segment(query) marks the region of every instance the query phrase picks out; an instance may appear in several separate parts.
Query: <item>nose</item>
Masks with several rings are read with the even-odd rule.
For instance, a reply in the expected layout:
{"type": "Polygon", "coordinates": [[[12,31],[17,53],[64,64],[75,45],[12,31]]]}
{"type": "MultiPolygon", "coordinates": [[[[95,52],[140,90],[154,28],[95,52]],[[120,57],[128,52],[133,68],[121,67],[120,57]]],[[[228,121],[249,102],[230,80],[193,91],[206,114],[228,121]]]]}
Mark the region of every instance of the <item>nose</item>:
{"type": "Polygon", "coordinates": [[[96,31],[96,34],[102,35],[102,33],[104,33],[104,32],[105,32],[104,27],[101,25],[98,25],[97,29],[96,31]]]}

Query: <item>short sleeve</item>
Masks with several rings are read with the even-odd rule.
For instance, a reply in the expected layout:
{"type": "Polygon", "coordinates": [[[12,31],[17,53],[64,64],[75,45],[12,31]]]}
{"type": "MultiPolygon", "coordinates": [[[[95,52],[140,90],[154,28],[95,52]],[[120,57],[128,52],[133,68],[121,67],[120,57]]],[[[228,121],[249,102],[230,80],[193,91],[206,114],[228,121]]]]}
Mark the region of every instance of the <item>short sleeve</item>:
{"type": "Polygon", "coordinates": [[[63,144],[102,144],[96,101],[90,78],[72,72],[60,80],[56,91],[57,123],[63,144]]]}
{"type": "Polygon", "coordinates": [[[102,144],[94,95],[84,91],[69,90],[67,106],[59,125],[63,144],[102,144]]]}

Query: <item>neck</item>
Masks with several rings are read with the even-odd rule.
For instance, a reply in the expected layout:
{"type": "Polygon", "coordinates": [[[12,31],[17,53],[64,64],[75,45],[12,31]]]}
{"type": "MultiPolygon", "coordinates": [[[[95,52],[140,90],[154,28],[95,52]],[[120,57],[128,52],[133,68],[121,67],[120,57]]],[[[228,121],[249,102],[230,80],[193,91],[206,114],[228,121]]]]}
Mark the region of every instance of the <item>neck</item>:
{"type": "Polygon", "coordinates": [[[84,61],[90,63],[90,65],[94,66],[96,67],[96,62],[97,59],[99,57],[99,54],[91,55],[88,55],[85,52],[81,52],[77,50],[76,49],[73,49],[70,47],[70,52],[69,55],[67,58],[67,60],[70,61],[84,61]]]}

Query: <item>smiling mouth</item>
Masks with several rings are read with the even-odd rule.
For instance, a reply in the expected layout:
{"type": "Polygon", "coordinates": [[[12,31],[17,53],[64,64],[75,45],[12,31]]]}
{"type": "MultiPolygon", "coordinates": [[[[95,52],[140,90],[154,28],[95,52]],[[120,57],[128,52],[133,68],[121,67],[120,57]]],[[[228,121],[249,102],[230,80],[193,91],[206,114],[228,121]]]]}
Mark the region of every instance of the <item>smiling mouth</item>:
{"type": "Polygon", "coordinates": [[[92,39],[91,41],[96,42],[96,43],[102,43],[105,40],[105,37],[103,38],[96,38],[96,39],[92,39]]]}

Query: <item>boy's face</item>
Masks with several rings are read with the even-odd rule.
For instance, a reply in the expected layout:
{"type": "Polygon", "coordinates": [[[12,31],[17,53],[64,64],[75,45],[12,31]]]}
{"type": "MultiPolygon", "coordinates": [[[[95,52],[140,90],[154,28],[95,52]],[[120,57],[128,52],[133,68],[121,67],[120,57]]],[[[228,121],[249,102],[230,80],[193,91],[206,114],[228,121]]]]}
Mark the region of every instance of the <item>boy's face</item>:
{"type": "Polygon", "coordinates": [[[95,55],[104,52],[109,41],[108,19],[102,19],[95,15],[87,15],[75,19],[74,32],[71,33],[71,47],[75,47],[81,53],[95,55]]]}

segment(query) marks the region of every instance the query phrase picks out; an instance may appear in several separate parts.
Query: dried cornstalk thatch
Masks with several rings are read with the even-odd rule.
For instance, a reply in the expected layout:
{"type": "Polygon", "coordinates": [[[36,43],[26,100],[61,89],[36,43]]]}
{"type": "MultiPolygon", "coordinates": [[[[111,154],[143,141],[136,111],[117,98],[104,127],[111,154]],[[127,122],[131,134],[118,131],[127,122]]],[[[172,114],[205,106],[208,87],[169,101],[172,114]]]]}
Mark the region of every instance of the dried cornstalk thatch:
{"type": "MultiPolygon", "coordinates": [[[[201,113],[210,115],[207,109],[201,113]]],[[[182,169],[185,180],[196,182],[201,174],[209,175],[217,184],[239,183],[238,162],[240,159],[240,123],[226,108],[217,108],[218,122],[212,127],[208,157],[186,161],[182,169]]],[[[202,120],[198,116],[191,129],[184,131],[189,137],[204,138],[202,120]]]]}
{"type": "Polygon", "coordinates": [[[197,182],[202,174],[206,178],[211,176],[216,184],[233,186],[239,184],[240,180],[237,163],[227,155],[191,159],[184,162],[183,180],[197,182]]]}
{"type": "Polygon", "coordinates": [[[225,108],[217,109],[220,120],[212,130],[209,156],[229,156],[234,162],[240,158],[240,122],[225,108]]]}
◆ ◆ ◆ ◆ ◆
* [SET PROBLEM]
Edit the lines above so that "expected layout" reads "required format" at every occurrence, and leave everything else unchanged.

* [FULL RESPONSE]
segment(query) marks the region of every instance the query phrase picks out; an instance may appear in several separate parts.
Query: <item>nose</item>
Masks with several rings are read with the even-odd rule.
For instance, a reply in the required format:
{"type": "Polygon", "coordinates": [[[12,31],[17,53],[64,64],[75,45],[12,31]]]}
{"type": "MultiPolygon", "coordinates": [[[[95,52],[140,90],[154,28],[95,52]],[[120,57],[128,52],[133,68],[121,67],[120,57]]],[[[228,121],[249,102],[230,80],[193,91],[206,114],[228,121]]]]}
Mark the region of every instance of the <item>nose</item>:
{"type": "Polygon", "coordinates": [[[96,31],[96,34],[102,35],[102,33],[104,33],[104,32],[105,32],[104,27],[101,25],[98,25],[97,29],[96,31]]]}

Query: <item>short sleeve</item>
Masks with several rings are read with the even-odd rule.
For instance, a reply in the required format:
{"type": "Polygon", "coordinates": [[[12,31],[17,53],[64,64],[75,45],[12,31]]]}
{"type": "MultiPolygon", "coordinates": [[[[95,52],[140,90],[154,28],[95,52]],[[120,57],[128,52],[133,68],[121,67],[120,57]]],[[[228,121],[249,102],[230,80],[193,91],[206,114],[228,121]]]]}
Mark the region of every instance of the <item>short sleeve</item>:
{"type": "Polygon", "coordinates": [[[63,144],[102,144],[96,101],[90,78],[72,72],[60,80],[56,91],[57,123],[63,144]]]}
{"type": "Polygon", "coordinates": [[[102,144],[94,95],[84,91],[69,90],[67,106],[59,125],[63,144],[102,144]]]}

Query: <item>neck</item>
Masks with several rings are read with the even-odd rule.
For instance, a reply in the required format:
{"type": "Polygon", "coordinates": [[[12,31],[17,53],[64,64],[75,45],[12,31]]]}
{"type": "MultiPolygon", "coordinates": [[[[95,52],[140,90],[154,28],[95,52]],[[120,57],[128,52],[133,68],[121,67],[120,57]]],[[[228,121],[249,102],[230,80],[193,91],[206,114],[228,121]]]]}
Mark the region of every instance of the <item>neck</item>:
{"type": "Polygon", "coordinates": [[[84,61],[90,63],[90,65],[94,66],[96,67],[96,62],[97,59],[99,57],[99,54],[91,55],[88,55],[85,52],[81,52],[77,50],[76,49],[73,49],[70,47],[70,52],[69,55],[67,58],[67,60],[70,61],[84,61]]]}

Query: <item>smiling mouth</item>
Masks with several rings are read with the even-odd rule.
For instance, a reply in the required format:
{"type": "Polygon", "coordinates": [[[12,31],[17,53],[64,64],[75,45],[12,31]]]}
{"type": "MultiPolygon", "coordinates": [[[[95,52],[140,90],[154,28],[95,52]],[[120,57],[128,52],[133,68],[121,67],[120,57]]],[[[228,121],[249,102],[230,80],[193,91],[206,114],[228,121]]]]}
Mark the region of every instance of the <item>smiling mouth</item>:
{"type": "Polygon", "coordinates": [[[92,39],[91,41],[96,42],[96,43],[102,43],[105,40],[105,37],[103,38],[96,38],[96,39],[92,39]]]}

Query: <item>boy's face</item>
Masks with several rings are read with the even-odd rule.
For instance, a reply in the required format:
{"type": "Polygon", "coordinates": [[[12,31],[17,53],[64,64],[75,45],[12,31]]]}
{"type": "MultiPolygon", "coordinates": [[[[95,52],[140,90],[154,28],[95,52]],[[120,57],[128,52],[133,68],[121,67],[120,57]]],[[[228,121],[249,102],[230,80],[193,91],[206,114],[228,121]]]]}
Mark the region of every instance of the <item>boy's face</item>:
{"type": "Polygon", "coordinates": [[[95,55],[104,52],[109,41],[108,19],[102,19],[95,15],[87,15],[75,19],[74,32],[71,33],[71,47],[75,47],[81,53],[95,55]]]}

segment(query) marks the region of every instance the query phrase picks out; an instance may appear in several separate parts.
Query: dried cornstalk thatch
Masks with several rings are read with the even-odd rule.
For instance, a reply in the required format:
{"type": "Polygon", "coordinates": [[[36,43],[26,100],[61,89],[36,43]]]}
{"type": "MultiPolygon", "coordinates": [[[[111,154],[143,141],[136,111],[117,98],[104,127],[111,154]],[[127,122],[131,134],[118,131],[127,122]]],[[[172,114],[205,106],[208,87],[169,101],[172,114]]]]}
Mark the region of every instance of the dried cornstalk thatch:
{"type": "MultiPolygon", "coordinates": [[[[201,113],[210,115],[207,109],[201,113]]],[[[182,169],[185,180],[196,182],[201,174],[209,175],[217,184],[239,183],[238,162],[240,159],[240,123],[226,108],[217,108],[218,122],[212,127],[208,157],[186,161],[182,169]]],[[[202,120],[198,116],[191,129],[184,131],[189,137],[204,138],[202,120]]]]}
{"type": "Polygon", "coordinates": [[[197,182],[202,174],[206,178],[211,176],[216,184],[233,186],[239,184],[240,180],[237,163],[227,155],[191,159],[184,162],[183,180],[197,182]]]}
{"type": "Polygon", "coordinates": [[[225,108],[217,109],[220,120],[212,130],[209,156],[229,156],[234,162],[240,158],[240,122],[225,108]]]}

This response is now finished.